## WHAT IS ASKED
(A) Answer these questions using the review of The Gunners:
(i) In which month was the reviewer's selection made?
(ii) What age does the publisher's summary give for Mikey Callahan?
(iii) What reason does Mikey give for not covering his other eye during the eye test?
(B) Pick up the review of The Gunners after its final sentence and keep writing it.

---------- TEXT BLOCK

Book Review: “The Gunners” by Rebecca Kauffman

30 Saturday Jun 2018

Posted by blindbeader in Book reviews, Fiction

≈ 1 Comment

Tags

blindness, Book reviews, changes, denial, Fiction, friendship, Rebecca Kauffman, representation

I love books about friendship – the nostalgic type that brings back memories to the friends I had when I was young. Don’t get me wrong, I love my new and/or “adult” friends fiercely, but childhood or adolescent friends hold a special place in my heart.

And because I write reviews about representation of blindness in books, my selection for June seemed like a perfect fit.

Was I right?

 

Publisher’s Summary

 

Following her wonderfully received first novel, Another Place You’ve Never Been, called “mesmerizing,” “powerful,” and “gorgeous,” by critics all over the country, Rebecca Kauffman returns with Mikey Callahan, a thirty-year-old who is suffering from the clouded vision of macular degeneration. He struggles to establish human connections – even his emotional life is a blur.
As the novel begins, he is reconnecting with “The Gunners,” his group of childhood friends, after one of their members has committed suicide. Sally had distanced herself from all of them before ending her life, and she died harboring secrets about the group and its individuals. Mikey especially needs to confront dark secrets about his own past and his father. How much of this darkness accounts for the emotional stupor Mikey is suffering from as he reaches his maturity? And can The Gunners, prompted by Sally’s death, find their way to a new day? The core of this adventure, made by Mikey, Alice, Lynn, Jimmy, and Sam, becomes a search for the core of truth, friendship, and forgiveness.
A quietly startling, beautiful book, The Gunners engages us with vividly unforgettable characters, and advances Rebecca Kauffman’s place as one of the most important young writers of her generation.

 

Mikey’s Story – Mostly Loneliness

 

This story opens with an eye test. mikey, aged six or seven, cannot read all the letters on the eye chart. When he is told to cover the other eye to test that vision, he says he can’t, because that’s his “good eye.” When he comes home and talks to his father – who clearly loves him but is emotionally distant – he is told to never ever tell anyone about his failing vision.

--------------------
---------- DATASET ENTRIES

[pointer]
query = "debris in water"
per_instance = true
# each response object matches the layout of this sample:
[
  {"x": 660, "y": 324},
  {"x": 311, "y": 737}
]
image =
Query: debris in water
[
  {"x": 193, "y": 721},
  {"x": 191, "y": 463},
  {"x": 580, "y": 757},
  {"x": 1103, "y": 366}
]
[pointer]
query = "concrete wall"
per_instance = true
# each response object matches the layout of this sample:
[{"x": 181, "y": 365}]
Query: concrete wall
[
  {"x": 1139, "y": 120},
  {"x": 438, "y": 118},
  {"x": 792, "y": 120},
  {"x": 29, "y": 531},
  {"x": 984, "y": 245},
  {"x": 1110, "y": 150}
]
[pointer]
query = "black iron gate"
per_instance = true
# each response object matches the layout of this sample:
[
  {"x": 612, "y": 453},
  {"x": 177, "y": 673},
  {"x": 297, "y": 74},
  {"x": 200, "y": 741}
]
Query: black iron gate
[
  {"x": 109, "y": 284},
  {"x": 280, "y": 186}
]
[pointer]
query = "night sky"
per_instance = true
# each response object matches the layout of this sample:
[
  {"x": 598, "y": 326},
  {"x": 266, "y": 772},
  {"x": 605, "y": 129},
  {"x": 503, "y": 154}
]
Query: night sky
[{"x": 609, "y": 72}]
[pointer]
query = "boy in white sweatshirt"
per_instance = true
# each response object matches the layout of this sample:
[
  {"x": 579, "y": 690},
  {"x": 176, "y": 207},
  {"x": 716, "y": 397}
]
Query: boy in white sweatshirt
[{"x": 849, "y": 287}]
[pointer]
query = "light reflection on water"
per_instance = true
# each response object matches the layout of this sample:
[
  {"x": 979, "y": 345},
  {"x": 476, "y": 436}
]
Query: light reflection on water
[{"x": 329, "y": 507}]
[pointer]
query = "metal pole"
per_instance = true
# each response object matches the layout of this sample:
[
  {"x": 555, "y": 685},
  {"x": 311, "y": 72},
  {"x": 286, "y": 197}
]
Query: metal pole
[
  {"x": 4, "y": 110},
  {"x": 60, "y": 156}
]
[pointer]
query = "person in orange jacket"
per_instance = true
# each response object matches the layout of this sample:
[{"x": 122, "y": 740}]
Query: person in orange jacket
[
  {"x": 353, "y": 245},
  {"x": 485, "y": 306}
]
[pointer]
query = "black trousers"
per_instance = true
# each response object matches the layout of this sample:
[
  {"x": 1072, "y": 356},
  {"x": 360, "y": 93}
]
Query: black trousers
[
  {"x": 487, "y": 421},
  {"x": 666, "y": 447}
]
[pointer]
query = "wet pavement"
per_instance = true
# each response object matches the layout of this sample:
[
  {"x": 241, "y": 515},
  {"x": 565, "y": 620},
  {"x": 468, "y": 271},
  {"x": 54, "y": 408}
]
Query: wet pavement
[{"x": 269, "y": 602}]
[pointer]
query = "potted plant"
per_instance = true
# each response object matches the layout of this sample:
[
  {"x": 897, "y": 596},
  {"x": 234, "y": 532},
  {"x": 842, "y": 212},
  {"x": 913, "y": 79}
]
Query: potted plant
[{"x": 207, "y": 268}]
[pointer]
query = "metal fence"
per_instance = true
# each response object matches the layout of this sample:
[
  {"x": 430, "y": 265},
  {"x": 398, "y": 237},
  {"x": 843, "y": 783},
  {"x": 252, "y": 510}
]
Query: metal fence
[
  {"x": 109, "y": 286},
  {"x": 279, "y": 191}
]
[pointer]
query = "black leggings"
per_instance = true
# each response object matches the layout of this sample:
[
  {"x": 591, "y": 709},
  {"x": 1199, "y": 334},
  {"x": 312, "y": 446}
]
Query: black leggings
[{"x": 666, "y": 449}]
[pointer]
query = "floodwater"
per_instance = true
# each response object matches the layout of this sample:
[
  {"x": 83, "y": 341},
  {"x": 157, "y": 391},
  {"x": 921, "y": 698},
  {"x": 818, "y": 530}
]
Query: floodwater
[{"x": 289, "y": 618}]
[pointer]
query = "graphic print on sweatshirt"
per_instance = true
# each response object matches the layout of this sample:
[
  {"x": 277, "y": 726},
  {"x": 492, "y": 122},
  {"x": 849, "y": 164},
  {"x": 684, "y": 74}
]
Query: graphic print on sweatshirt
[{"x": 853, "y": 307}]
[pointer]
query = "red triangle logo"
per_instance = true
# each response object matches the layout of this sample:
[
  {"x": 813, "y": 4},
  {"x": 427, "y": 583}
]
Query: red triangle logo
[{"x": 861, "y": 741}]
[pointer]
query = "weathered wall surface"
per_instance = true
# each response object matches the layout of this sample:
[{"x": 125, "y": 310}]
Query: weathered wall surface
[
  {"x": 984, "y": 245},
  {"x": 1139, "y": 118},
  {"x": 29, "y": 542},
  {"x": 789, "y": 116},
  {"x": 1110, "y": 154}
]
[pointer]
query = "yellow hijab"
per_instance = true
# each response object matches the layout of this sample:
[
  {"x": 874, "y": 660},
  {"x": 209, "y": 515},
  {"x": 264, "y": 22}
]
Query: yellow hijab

--------------------

## TASK RESULTS
(A)
(i) June.
(ii) Thirty.
(iii) He says he can't, because that is his "good eye."

(B)
And so he doesn’t.

Even as Mikey’s vision worsens – as he holds down a job, inherits a house, adopts a cat, cooks amazing dishes, drives around town – he never tells anyone about his vision loss. He attends doctor’s offices and gets stronger and stronger glasses, and he navigates his home and cooks his meals more and more frequently without vision.

But he does all of this alone.

And he never really makes any friends.

Not after the Gunners fell apart.

 

The Gunners – Bonds that Break…?

 

The strongest part of Kauffman’s writing is her depiction of friendship. In flashbacks to their childhoods, we see how the Gunners meet and become friends, how they grow up together, how they keep secrets from everyone around them, and then secrets from each other. When they return for Sally’s funeral – a sign that there is no reconciliation of the group as a whole – they eat and drink (all but Lynn, a recovering alcoholic, and Sam, a born-again Christian) and open their pasts and discover painful realizations… that the person you thought was keeping secrets may have been – but not the ones you thought they were. Does that make a difference?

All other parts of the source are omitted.